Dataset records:
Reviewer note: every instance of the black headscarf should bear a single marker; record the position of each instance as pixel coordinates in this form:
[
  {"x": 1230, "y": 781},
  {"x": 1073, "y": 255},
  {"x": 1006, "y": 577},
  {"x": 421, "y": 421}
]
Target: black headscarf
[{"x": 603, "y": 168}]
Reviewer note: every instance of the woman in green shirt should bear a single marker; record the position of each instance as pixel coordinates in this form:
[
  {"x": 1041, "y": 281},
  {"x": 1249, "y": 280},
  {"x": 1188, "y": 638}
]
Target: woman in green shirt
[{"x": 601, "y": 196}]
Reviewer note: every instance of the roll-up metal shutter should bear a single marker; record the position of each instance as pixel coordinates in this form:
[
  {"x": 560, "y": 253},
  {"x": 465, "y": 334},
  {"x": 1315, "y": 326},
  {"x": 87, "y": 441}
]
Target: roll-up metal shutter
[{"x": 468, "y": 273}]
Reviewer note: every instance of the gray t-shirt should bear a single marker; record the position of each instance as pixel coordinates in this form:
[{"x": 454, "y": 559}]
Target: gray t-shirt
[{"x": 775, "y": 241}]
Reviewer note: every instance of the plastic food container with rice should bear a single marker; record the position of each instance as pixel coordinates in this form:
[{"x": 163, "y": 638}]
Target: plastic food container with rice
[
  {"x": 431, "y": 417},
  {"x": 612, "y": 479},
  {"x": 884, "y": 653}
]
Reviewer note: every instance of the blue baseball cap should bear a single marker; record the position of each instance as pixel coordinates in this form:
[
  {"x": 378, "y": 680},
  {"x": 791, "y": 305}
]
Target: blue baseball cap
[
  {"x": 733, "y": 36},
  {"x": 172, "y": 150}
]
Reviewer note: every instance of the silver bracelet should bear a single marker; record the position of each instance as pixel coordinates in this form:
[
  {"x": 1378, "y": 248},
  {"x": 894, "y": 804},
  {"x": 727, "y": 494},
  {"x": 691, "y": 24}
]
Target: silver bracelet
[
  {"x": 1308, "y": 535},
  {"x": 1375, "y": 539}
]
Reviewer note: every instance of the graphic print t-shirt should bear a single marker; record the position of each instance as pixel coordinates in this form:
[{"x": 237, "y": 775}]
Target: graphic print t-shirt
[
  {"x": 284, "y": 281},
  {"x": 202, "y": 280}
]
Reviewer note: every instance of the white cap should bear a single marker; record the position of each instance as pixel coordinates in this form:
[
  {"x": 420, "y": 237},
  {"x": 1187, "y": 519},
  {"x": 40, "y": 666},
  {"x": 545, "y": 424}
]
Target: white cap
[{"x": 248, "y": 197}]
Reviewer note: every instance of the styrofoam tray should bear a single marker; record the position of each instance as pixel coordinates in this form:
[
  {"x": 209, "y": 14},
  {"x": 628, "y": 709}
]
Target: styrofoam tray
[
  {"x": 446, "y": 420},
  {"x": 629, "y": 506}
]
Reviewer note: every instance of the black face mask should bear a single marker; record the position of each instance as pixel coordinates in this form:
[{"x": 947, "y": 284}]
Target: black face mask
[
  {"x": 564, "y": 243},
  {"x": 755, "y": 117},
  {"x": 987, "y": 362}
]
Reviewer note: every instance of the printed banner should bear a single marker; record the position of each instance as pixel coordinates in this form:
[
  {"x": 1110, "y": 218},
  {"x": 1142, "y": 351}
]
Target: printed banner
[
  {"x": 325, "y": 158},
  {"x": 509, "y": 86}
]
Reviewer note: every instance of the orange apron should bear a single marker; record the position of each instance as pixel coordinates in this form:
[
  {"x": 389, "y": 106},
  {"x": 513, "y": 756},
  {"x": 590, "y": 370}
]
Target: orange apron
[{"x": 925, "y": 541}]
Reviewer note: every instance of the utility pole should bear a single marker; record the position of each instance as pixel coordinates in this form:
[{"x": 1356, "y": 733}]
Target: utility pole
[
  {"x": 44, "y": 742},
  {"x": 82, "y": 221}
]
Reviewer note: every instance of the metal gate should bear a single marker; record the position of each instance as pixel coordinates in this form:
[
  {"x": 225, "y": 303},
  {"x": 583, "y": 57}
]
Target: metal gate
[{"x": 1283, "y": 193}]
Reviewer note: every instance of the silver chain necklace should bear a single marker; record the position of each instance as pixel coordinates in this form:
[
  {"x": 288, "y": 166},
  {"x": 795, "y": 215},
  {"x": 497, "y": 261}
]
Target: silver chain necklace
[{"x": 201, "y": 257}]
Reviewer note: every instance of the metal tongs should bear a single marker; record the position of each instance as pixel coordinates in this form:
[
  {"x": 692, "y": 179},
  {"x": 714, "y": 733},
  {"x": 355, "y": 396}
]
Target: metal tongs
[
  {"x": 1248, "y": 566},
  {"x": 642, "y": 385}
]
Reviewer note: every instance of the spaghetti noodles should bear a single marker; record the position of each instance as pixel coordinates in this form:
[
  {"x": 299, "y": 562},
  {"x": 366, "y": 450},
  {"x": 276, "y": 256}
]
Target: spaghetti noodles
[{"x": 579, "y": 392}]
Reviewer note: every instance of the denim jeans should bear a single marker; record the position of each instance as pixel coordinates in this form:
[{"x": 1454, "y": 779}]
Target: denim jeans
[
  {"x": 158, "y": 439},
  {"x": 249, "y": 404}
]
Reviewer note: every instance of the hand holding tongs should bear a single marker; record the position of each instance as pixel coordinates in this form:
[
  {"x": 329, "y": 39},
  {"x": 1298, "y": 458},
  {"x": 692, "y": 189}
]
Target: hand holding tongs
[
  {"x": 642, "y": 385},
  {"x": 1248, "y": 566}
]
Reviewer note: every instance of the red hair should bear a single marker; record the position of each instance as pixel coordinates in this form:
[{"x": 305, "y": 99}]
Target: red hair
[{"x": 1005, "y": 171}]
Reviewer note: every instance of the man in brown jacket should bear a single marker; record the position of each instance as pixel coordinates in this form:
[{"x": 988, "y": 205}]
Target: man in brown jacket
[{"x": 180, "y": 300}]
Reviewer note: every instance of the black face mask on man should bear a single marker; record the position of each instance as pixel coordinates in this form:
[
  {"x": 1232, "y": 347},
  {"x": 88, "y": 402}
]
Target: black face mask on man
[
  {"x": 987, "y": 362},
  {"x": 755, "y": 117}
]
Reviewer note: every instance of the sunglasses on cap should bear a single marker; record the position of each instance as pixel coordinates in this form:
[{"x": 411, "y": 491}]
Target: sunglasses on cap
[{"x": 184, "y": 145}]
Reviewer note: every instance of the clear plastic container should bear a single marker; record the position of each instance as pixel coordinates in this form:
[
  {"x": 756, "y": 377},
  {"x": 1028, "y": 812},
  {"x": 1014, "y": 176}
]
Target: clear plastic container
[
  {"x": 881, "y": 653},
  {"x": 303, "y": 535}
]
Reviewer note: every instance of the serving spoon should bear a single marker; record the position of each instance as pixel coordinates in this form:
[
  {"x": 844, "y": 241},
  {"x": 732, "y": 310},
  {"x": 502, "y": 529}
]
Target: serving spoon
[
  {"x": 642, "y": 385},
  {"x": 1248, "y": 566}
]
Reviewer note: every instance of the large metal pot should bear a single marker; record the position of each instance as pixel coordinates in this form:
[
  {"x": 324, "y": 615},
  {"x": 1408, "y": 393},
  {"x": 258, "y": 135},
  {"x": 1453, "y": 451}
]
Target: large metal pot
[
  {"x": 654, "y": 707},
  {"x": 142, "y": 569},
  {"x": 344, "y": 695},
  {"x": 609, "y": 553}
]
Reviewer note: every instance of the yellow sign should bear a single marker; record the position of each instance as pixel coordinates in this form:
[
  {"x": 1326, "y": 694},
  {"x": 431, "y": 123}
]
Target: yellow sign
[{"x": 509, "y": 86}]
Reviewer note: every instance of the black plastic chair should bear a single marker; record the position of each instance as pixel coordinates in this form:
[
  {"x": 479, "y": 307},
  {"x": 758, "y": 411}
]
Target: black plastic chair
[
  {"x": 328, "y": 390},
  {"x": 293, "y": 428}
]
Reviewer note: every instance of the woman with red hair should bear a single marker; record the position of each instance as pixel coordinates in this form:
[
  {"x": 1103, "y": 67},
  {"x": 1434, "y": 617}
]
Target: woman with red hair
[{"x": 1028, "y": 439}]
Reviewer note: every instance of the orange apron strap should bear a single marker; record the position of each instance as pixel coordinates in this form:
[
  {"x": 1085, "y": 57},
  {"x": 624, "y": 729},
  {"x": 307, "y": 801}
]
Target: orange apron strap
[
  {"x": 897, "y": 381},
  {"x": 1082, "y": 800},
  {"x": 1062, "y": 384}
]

*TASK DETAILS:* Beginning at the line that contains "Target: woman with red hair" and ending at the last line above, copy each line without any change.

*THE COMPLETED TASK:*
Target: woman with red hair
[{"x": 1028, "y": 439}]
Reviewer note: every instance of the orange apron strap should bear a single marker; record the position of each instance as pixel coordinates in this form:
[
  {"x": 1085, "y": 57},
  {"x": 624, "y": 729},
  {"x": 307, "y": 801}
]
Target: orange apron strap
[
  {"x": 897, "y": 381},
  {"x": 1082, "y": 800},
  {"x": 1062, "y": 384}
]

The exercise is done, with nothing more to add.